--- Begin Data ---
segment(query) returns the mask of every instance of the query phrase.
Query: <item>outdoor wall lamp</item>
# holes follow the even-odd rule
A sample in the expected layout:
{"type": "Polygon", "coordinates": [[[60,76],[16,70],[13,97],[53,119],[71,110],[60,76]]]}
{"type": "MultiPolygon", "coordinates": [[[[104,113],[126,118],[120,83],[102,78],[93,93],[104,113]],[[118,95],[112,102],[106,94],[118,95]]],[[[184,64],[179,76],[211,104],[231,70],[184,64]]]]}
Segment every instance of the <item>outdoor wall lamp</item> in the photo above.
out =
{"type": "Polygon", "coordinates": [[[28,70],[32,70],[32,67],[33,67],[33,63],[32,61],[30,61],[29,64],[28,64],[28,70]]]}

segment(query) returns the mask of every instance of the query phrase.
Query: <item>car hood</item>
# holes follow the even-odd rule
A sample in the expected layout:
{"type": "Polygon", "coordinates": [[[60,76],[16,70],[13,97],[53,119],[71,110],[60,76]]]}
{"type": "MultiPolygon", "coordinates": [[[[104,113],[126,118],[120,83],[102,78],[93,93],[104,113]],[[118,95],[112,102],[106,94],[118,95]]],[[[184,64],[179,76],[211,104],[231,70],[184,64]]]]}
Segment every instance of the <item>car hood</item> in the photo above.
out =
--- End Data ---
▸ **Required work**: Lay out every line of the data above as a Markdown table with two columns, Row for the row number and Line for the line itself. Omit blank lines.

▸ **The completed task**:
| Row | Line |
|---|---|
| 1 | segment(query) returns the mask of every instance of the query phrase. |
| 2 | Query: <item>outdoor wall lamp</item> |
| 3 | # holes follow the even-odd rule |
| 4 | A sample in the expected layout: |
| 5 | {"type": "Polygon", "coordinates": [[[60,76],[16,70],[13,97],[53,119],[71,110],[60,76]]]} |
| 6 | {"type": "MultiPolygon", "coordinates": [[[[104,113],[126,118],[120,83],[102,78],[93,93],[104,113]],[[118,95],[112,102],[106,94],[118,95]]],[[[184,64],[179,76],[211,104],[231,70],[184,64]]]]} |
| 7 | Segment every instance of the <item>outdoor wall lamp</item> in the photo above. |
| 8 | out = |
| 9 | {"type": "Polygon", "coordinates": [[[28,70],[32,70],[32,67],[33,67],[33,63],[32,61],[30,61],[29,64],[28,64],[28,70]]]} |
| 10 | segment(query) returns the mask of every instance of the query phrase. |
| 11 | Query: <item>car hood</item> |
| 12 | # holes follow the even-odd rule |
| 13 | A sample in the expected layout: |
| 14 | {"type": "Polygon", "coordinates": [[[60,76],[16,70],[13,97],[53,119],[71,110],[60,76]]]} |
| 15 | {"type": "MultiPolygon", "coordinates": [[[[104,113],[126,118],[120,83],[102,78],[93,93],[104,113]],[[118,95],[112,102],[106,94],[118,95]]],[[[184,64],[179,76],[211,104],[231,70],[184,64]]]]} |
| 16 | Segment every instance of the <item>car hood</item> in the photo above. |
| 17 | out = |